Begin Material for the task

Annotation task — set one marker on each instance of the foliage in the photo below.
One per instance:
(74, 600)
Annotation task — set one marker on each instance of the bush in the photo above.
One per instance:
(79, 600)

End Material for the task

Exercise requirements
Quote every line of the listing above word for word.

The reply
Annotation task — set one marker on each instance of the foliage in the photo below.
One per instance:
(74, 600)
Annotation task — set one marker on each instance of the bush in the photo above.
One per instance:
(79, 600)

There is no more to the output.